• Task details: An exact copy of the listing is required, with its pictures removed.

*** Opening of Material provided ***

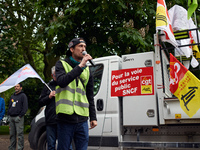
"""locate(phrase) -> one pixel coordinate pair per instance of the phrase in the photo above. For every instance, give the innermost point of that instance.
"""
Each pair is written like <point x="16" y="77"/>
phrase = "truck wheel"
<point x="42" y="145"/>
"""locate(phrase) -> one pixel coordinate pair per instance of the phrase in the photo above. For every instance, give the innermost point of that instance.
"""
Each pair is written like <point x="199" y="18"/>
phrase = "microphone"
<point x="92" y="63"/>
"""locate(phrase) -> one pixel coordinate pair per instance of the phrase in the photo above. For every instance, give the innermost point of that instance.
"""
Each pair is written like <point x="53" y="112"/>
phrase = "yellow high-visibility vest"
<point x="72" y="98"/>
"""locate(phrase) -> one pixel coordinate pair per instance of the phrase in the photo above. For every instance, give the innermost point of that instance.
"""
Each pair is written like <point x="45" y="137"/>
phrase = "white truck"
<point x="135" y="108"/>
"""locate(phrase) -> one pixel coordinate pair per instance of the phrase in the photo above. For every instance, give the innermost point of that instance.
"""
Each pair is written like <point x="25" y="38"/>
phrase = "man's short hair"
<point x="53" y="69"/>
<point x="20" y="84"/>
<point x="73" y="43"/>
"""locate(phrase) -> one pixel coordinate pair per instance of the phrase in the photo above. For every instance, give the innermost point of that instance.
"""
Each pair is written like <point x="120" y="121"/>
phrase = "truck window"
<point x="97" y="72"/>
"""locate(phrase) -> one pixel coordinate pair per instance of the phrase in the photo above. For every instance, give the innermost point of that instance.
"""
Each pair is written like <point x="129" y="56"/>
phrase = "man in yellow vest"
<point x="74" y="97"/>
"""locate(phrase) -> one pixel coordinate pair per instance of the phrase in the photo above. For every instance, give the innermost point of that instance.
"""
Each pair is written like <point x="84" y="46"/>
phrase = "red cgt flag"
<point x="185" y="86"/>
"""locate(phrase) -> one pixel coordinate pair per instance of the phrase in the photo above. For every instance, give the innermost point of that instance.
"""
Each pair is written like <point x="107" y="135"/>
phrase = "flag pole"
<point x="48" y="87"/>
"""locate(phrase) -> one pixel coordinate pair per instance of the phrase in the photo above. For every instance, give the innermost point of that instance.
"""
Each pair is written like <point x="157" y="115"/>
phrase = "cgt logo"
<point x="146" y="85"/>
<point x="146" y="80"/>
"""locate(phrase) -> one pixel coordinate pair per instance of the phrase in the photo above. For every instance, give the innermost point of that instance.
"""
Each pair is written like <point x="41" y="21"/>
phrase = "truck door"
<point x="107" y="109"/>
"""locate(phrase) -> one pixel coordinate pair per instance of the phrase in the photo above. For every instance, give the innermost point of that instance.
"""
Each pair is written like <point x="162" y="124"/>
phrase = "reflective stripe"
<point x="78" y="90"/>
<point x="64" y="89"/>
<point x="81" y="104"/>
<point x="64" y="101"/>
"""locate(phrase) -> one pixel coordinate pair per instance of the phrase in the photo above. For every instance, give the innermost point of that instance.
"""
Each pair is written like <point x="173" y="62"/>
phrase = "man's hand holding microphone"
<point x="86" y="57"/>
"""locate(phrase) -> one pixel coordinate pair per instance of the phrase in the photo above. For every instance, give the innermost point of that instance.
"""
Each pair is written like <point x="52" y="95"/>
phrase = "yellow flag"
<point x="185" y="86"/>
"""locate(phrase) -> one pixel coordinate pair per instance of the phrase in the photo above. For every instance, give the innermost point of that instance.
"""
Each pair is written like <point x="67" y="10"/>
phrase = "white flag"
<point x="20" y="75"/>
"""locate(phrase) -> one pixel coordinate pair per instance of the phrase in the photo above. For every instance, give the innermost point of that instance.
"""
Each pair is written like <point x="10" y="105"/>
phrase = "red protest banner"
<point x="132" y="82"/>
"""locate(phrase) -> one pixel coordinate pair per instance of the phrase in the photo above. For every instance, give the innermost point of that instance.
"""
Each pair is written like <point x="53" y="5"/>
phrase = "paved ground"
<point x="5" y="141"/>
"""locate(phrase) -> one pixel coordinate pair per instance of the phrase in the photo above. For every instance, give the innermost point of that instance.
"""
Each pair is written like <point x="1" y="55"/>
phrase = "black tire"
<point x="42" y="142"/>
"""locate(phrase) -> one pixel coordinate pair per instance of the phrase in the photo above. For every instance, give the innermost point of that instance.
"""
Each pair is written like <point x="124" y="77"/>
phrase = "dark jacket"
<point x="63" y="79"/>
<point x="18" y="105"/>
<point x="50" y="110"/>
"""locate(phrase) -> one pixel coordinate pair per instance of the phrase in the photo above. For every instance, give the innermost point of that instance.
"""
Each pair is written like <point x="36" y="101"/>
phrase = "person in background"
<point x="47" y="98"/>
<point x="18" y="106"/>
<point x="74" y="97"/>
<point x="2" y="109"/>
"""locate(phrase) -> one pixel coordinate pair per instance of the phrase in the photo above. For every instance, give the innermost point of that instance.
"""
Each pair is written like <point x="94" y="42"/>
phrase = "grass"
<point x="4" y="130"/>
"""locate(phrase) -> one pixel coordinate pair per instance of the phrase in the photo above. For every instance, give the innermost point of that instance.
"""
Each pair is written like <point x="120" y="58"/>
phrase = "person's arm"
<point x="90" y="97"/>
<point x="63" y="78"/>
<point x="44" y="97"/>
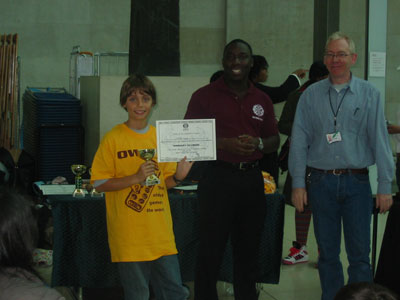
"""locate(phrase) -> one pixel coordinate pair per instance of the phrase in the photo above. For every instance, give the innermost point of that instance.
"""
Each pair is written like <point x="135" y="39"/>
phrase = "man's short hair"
<point x="238" y="41"/>
<point x="137" y="82"/>
<point x="339" y="35"/>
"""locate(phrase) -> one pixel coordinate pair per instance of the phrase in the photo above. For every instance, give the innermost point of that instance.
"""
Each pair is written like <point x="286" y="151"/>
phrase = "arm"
<point x="383" y="154"/>
<point x="182" y="169"/>
<point x="300" y="140"/>
<point x="116" y="184"/>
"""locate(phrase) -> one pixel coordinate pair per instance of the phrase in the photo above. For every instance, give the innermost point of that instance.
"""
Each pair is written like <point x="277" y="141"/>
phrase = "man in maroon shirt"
<point x="231" y="192"/>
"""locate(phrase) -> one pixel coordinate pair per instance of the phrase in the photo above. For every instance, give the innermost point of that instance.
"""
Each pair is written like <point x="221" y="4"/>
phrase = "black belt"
<point x="237" y="166"/>
<point x="343" y="171"/>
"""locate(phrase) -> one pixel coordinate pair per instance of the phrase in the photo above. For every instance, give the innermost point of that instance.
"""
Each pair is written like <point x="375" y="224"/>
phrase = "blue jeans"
<point x="163" y="274"/>
<point x="335" y="200"/>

*** Close of Material provided ***

• Expected answer:
"""locate(phrase) -> one pixel coordinate pair per instance of the phrase in the photo above. For every instance, give the innermost point of that instance.
"""
Each pair is written like <point x="16" y="77"/>
phrase = "truck wheel"
<point x="42" y="145"/>
"""locate(phrase) -> one pixel coordinate pair per instance of the phrase in the photo above. For every instance, give the innermost point of that instance.
"""
Each pair is written like <point x="199" y="18"/>
phrase = "microphone"
<point x="92" y="63"/>
"""locate(phrase) -> one pixel coordinate pair per instance of the phrase in the photo above. For every instance, give the innermost point of that instance.
"""
Each pair is written like <point x="53" y="112"/>
phrase = "yellow high-visibility vest"
<point x="72" y="98"/>
"""locate(phrase) -> one pixel coordinate pair per instance of the phrase in the photo above. For every instance, give the innermost point of that instance.
"""
Each pair is written like <point x="45" y="137"/>
phrase = "white truck"
<point x="135" y="108"/>
"""locate(phrase) -> one pixel coordinate pair per instance of the phrase in the photo above. For every instance, give the innermost point of that instance.
"""
Each pair is written like <point x="25" y="38"/>
phrase = "man's short hair"
<point x="53" y="69"/>
<point x="20" y="84"/>
<point x="73" y="43"/>
"""locate(phrase) -> one pixel coordinate pair per instance of the phrase in the photo above. For every instance, give the innermost point of that instance.
"""
Each pair is written like <point x="120" y="121"/>
phrase = "truck window"
<point x="97" y="72"/>
"""locate(phrase) -> one pixel coordinate pair per instance of the phrase in the photo above. For every instance, give the innermost point of that instance.
"""
Each pair is written like <point x="129" y="56"/>
phrase = "man in yellow vest"
<point x="74" y="97"/>
"""locate(phrase) -> one pixel coordinate pair per instance of the phrase in the photo above. For every instance, give the innermost point of that instance.
"""
Each pair is written like <point x="84" y="46"/>
phrase = "red cgt flag"
<point x="185" y="86"/>
"""locate(phrase) -> one pixel coordinate pair per instance of the phrase in the photo above. For every instance, give the innermost point of that instance.
"""
Each pair is written like <point x="107" y="135"/>
phrase = "flag pole"
<point x="48" y="87"/>
"""locate(phrase) -> one pixel coordinate pair per instance of the phrase in the photo above. For every instance, give the innermost point of that instance.
"""
Each pair is written like <point x="157" y="115"/>
phrase = "cgt logo"
<point x="146" y="85"/>
<point x="146" y="80"/>
"""locate(phrase) -> one pixel coordinate pair per instance of the phrase in the photo above. For every instance, give the innermost point of that instance.
"""
Each pair is written like <point x="41" y="21"/>
phrase = "truck door"
<point x="107" y="109"/>
"""locate(phrase) -> one pixel coordinate pair per instance of the phrase in the photo above. For every instance, give the innermost point of that instance.
"""
Each pair is written like <point x="162" y="124"/>
phrase = "reflective stripe"
<point x="78" y="90"/>
<point x="64" y="89"/>
<point x="81" y="104"/>
<point x="64" y="101"/>
"""locate(phrase) -> one pixel coordinate pair per instance of the phrase in the photo above. For every instance, give the innermost point of that instance.
"""
Each pair is written like <point x="173" y="62"/>
phrase = "man's hand holding microphone"
<point x="86" y="57"/>
"""locate(phrase) -> one pixel coordinate pair per instance of the phrase in the photo above. For every instance, give the innermost point of that instance.
"""
Each pair is written like <point x="52" y="95"/>
phrase = "yellow flag"
<point x="185" y="86"/>
"""locate(phrase) -> one pixel coordinate pair per instance of the phrase in the photo above. For every instance, give the innermost point of that instance.
"""
Each pair is written like <point x="67" y="10"/>
phrase = "white flag"
<point x="20" y="75"/>
"""locate(phrase) -> one pixel coordinate pair per instance of the phrase in the photo above. For every instance, give the innermost point of that instance.
"""
Each pair is written like <point x="10" y="105"/>
phrase = "red protest banner"
<point x="132" y="82"/>
"""locate(phrase) -> one pixel coordinate pair per instance of the phrase in the photo above. For every instance, give the innermost point of that instance.
"""
Each pair is written like <point x="53" y="5"/>
phrase = "paved ground"
<point x="5" y="141"/>
"""locate(phrase) -> one pixel coordinate pair per instance of the phrase in the photo above. For every instance, give the innermost point of that instance.
"""
Each pair is written like <point x="1" y="55"/>
phrase = "black tire"
<point x="42" y="142"/>
"""locate(phrase) -> one pixel coordinate pair per instance of the phrase in the photo above. For every instance, give the innermost point of that instance.
"""
Each pair is written like <point x="124" y="77"/>
phrase = "dark jacket"
<point x="63" y="79"/>
<point x="18" y="105"/>
<point x="50" y="110"/>
"""locate(phrase) -> one pixel coordinate pair per instance of the phrase in the photo above. For every instance, give the innermost point of that instance.
"""
Each pair is written like <point x="36" y="101"/>
phrase = "person in background"
<point x="47" y="98"/>
<point x="18" y="106"/>
<point x="74" y="97"/>
<point x="2" y="109"/>
"""locate(phrase) -> one pixel coordinate pair per instance of the phrase in the photo above. For every instance, give the innermost point of that instance.
"""
Each pair is written like <point x="94" y="42"/>
phrase = "grass"
<point x="4" y="130"/>
"""locate(phrase) -> one pixel coordinate pair per instance of the phrase in the photo above. For every instance, give the innermost point of that instance.
"""
Each pair is written like <point x="120" y="58"/>
phrase = "person's arm"
<point x="90" y="97"/>
<point x="63" y="78"/>
<point x="44" y="97"/>
"""locate(phrase) -> one pixel coordinate pair per instance of the phrase in the photo above. For every instance, give the innermost point of that instance.
"""
Each pair is written like <point x="135" y="39"/>
phrase = "man's short hair"
<point x="238" y="41"/>
<point x="137" y="82"/>
<point x="339" y="35"/>
"""locate(phrase) -> one pixel coordinate pair per instance of the phrase in the photo above. For every instance, give the innermost point of that instance.
"""
Each pair is written like <point x="286" y="151"/>
phrase = "arm"
<point x="383" y="154"/>
<point x="182" y="169"/>
<point x="300" y="140"/>
<point x="116" y="184"/>
"""locate(phrase) -> one pixel coordinate pair per instance of the phrase in the photo above. For every instance, give the innermost point of that instance.
"""
Each pair is written like <point x="277" y="141"/>
phrase = "man in maroon shirt"
<point x="231" y="192"/>
"""locate(phrase) -> one pixel coordinate pair per instance of the phrase in the photo above. For every instance, give the innermost point of that instance.
"""
Each pair is written like <point x="221" y="4"/>
phrase = "black belt"
<point x="237" y="166"/>
<point x="343" y="171"/>
"""locate(phrase) -> one pixel coordinate pair per instance of the phrase in the photo above. For every instance, give the innermost point of that instance.
"""
Each pair is written like <point x="375" y="224"/>
phrase = "blue jeans"
<point x="163" y="274"/>
<point x="335" y="200"/>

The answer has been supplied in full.